* YOUR INSTRUCTIONS: Which lines in the rows below contain the string "window"? Identify each one and copy it in full.

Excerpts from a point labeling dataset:
· · · · ·

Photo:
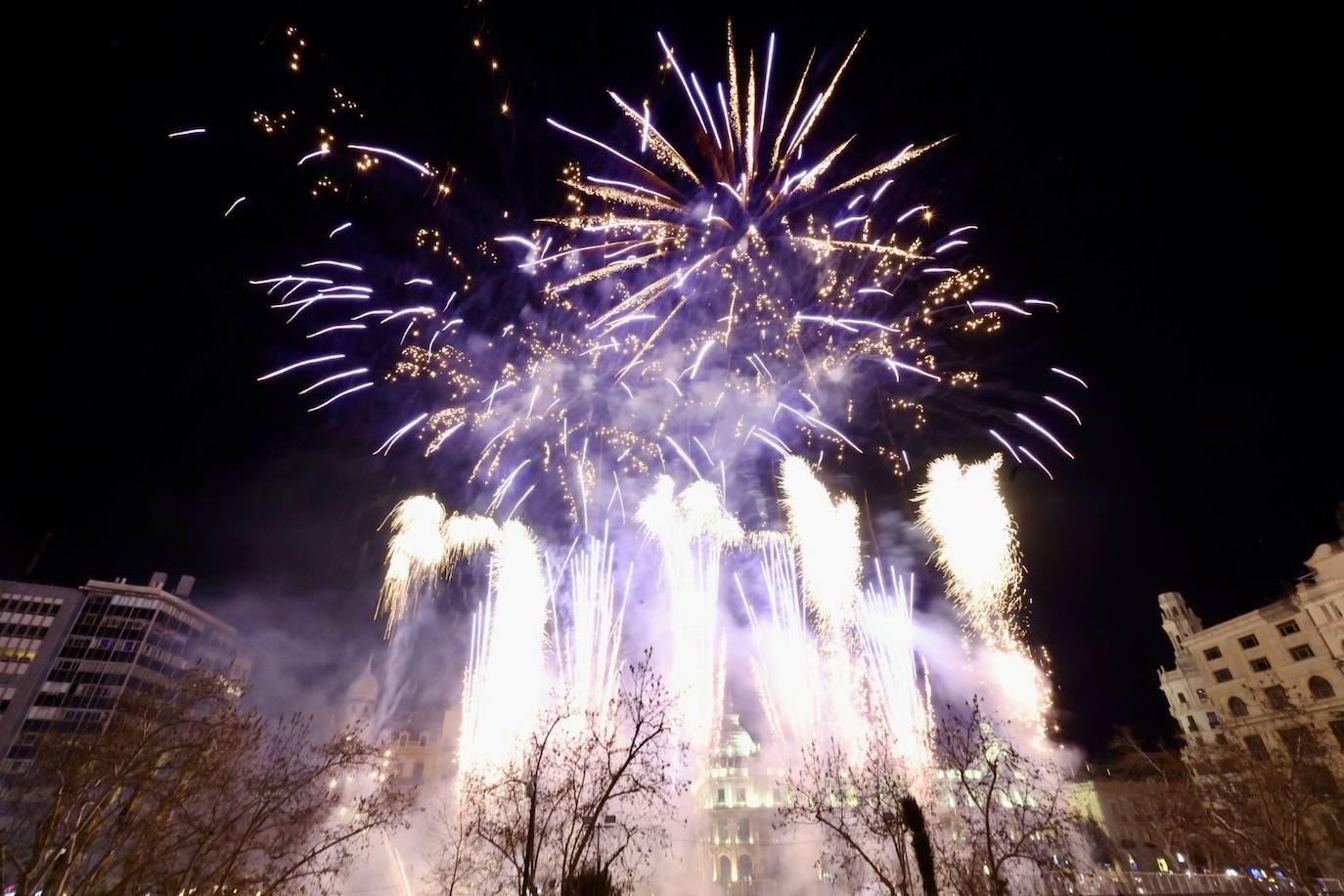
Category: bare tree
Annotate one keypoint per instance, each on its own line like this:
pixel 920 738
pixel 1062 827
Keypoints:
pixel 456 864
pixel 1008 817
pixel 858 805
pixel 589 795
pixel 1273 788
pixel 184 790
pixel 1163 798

· · · · ·

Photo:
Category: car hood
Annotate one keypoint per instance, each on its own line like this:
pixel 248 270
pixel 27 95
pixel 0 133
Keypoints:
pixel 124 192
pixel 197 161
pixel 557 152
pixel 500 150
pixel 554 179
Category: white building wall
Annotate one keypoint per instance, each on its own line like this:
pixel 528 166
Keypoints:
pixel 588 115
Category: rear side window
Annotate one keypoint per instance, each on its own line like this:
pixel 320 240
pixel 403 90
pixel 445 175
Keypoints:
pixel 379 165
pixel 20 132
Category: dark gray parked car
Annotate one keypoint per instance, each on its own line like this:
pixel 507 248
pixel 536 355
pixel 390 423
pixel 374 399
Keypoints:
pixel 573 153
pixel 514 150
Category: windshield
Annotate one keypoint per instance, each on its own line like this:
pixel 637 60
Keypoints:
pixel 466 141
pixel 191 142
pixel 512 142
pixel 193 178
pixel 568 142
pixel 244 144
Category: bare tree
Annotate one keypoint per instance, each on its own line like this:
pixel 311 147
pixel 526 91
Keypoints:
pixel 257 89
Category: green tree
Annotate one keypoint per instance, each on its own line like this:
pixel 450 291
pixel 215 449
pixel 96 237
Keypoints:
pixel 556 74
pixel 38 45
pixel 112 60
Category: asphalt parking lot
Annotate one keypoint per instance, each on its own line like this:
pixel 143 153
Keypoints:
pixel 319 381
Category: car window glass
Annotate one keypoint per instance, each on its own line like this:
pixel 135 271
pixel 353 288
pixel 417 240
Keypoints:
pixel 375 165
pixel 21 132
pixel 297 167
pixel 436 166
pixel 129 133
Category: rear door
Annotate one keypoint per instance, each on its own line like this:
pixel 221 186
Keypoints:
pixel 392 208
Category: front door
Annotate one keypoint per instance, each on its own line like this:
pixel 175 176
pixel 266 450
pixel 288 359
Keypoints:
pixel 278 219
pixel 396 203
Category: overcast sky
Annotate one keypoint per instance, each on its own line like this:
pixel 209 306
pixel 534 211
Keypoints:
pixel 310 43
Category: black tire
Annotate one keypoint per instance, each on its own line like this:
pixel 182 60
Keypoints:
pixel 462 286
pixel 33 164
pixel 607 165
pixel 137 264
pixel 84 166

· · · · ·

* RESULT OF THIS TASK:
Category: rear side window
Category: car window glass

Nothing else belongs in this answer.